Saved entries:
▬▬▬▬▬▬▬▬▬▬
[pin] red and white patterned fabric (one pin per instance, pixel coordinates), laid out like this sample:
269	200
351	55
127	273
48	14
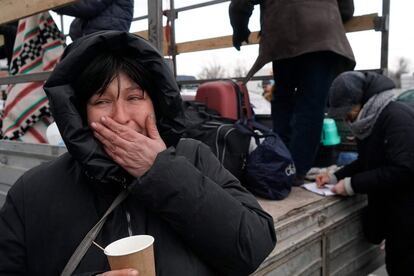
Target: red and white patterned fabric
37	48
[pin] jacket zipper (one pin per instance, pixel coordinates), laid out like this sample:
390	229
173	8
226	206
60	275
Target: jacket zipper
128	216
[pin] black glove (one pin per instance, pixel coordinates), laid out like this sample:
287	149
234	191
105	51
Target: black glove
241	30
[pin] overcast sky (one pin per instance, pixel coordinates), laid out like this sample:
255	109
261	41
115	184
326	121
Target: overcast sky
213	21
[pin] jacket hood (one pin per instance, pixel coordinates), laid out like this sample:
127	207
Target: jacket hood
76	134
375	83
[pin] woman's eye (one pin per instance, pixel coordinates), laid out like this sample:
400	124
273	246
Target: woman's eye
136	97
101	102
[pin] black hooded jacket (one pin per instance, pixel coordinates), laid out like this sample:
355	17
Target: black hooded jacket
384	170
203	221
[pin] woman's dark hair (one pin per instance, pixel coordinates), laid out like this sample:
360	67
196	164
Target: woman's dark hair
102	70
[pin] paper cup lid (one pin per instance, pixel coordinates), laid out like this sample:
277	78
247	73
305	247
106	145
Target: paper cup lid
129	245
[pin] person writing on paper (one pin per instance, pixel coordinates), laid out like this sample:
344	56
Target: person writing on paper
384	170
119	110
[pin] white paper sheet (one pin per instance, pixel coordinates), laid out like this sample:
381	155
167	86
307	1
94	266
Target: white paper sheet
325	191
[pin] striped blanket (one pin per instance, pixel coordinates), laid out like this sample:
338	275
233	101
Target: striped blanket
37	48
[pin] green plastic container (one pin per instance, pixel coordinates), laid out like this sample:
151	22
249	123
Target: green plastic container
330	136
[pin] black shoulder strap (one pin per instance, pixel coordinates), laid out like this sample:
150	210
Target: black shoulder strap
87	240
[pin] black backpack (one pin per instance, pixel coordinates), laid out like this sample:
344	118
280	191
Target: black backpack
268	171
229	145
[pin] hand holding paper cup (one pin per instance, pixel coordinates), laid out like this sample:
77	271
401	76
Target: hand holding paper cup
135	252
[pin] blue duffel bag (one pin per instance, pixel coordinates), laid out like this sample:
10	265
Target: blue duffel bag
270	169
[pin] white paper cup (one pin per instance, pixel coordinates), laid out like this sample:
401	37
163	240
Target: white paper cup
132	252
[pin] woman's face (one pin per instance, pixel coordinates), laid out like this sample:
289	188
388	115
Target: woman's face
123	101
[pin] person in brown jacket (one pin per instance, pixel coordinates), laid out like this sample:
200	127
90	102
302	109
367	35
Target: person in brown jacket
307	44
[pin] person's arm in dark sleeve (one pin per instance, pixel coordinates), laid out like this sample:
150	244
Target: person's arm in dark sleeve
13	259
85	8
209	209
346	8
239	13
399	169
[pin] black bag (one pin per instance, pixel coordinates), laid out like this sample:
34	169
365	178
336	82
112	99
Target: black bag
228	144
270	169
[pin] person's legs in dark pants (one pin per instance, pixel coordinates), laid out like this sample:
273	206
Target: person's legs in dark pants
312	74
283	103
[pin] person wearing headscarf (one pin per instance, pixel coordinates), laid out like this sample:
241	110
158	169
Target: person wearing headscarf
119	111
307	45
384	170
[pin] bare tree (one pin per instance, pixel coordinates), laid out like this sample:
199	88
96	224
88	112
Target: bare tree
212	71
240	70
402	68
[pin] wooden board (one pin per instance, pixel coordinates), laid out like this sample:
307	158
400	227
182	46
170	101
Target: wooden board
16	9
356	24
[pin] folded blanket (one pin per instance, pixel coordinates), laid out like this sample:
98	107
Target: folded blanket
37	48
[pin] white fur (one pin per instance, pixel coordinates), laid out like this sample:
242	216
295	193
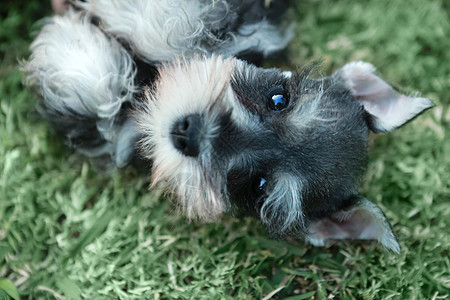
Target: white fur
363	221
284	203
79	70
161	30
390	108
203	87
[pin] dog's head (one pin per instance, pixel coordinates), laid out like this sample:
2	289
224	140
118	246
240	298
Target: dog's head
226	136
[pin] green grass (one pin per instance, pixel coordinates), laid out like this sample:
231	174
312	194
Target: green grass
67	231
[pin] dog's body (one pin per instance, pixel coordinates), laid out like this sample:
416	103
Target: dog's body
222	134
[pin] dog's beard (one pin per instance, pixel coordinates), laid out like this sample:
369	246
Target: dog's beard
202	87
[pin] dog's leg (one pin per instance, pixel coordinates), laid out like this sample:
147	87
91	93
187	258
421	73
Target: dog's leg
84	79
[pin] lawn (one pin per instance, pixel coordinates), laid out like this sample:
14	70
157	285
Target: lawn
68	231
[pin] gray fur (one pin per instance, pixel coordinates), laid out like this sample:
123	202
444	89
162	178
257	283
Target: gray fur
295	163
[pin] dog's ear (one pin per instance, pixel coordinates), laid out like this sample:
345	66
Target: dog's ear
362	220
388	109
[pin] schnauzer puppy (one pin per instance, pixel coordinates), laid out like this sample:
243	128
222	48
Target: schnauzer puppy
222	135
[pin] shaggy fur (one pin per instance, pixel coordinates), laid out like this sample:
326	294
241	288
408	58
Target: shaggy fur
223	135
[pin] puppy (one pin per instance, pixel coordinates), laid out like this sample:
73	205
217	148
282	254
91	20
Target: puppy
223	135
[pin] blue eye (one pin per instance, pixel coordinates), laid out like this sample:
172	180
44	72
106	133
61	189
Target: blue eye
278	99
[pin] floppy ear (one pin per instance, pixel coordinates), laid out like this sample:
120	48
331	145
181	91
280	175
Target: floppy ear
363	220
389	109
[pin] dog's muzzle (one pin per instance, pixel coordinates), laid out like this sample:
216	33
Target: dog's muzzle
186	135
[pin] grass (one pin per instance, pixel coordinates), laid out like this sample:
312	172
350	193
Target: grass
67	231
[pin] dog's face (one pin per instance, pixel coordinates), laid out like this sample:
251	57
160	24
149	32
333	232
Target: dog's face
226	136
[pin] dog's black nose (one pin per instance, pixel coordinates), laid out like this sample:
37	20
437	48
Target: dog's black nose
186	135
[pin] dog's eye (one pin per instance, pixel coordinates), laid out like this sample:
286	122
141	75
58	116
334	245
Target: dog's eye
277	99
259	186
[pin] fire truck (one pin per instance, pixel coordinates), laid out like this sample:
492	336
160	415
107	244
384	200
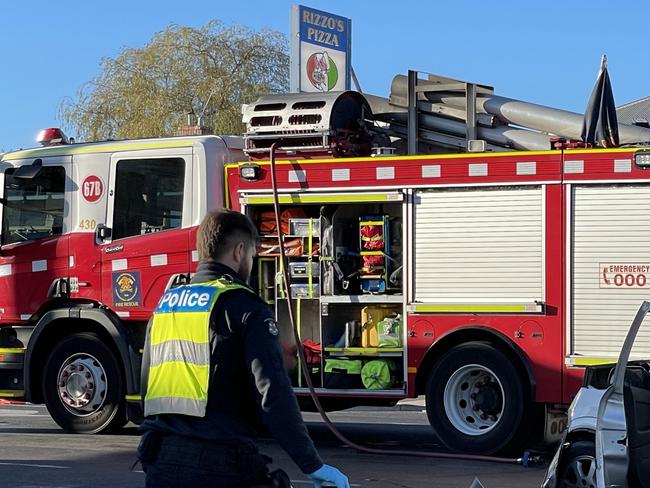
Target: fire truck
484	281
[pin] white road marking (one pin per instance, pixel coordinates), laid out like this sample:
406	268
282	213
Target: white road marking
10	412
50	466
303	482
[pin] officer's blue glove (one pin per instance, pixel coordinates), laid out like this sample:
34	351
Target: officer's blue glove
329	474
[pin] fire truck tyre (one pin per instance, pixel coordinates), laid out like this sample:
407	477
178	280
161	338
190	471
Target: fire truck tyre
578	466
83	385
475	400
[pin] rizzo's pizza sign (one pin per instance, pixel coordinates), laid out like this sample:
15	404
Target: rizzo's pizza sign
320	51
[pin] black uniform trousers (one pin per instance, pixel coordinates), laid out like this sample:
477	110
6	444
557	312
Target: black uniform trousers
171	461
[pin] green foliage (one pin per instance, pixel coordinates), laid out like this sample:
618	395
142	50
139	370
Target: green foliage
147	92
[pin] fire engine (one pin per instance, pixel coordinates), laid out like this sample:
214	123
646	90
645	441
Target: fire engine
484	281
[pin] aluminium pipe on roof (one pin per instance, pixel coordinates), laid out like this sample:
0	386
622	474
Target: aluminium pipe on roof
503	135
539	117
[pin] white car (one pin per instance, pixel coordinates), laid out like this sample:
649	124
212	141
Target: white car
607	441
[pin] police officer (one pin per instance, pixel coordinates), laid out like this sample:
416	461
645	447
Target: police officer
213	369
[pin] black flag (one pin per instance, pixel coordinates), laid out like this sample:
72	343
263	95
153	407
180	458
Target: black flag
600	127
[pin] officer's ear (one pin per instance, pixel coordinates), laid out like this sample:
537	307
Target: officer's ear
239	250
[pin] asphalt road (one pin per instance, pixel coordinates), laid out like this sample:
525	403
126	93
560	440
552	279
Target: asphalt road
34	452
▬▬▬▬▬▬▬▬▬▬
* **PROBLEM**: Of the lines above, quote exactly those from the one with "Target: folded blanket" through the one with "[pin] dog's head", ends included; pictures stay out.

* **FINAL ANSWER**:
Target: folded blanket
37	48
[pin] white fur (one pin per instance, pixel coordinates), laid out like this sample:
242	216
295	193
Target: white fur
363	221
284	203
79	70
161	30
390	108
203	87
[pin] dog's head (one pin per instance, pixel coordinates), laid out like this sample:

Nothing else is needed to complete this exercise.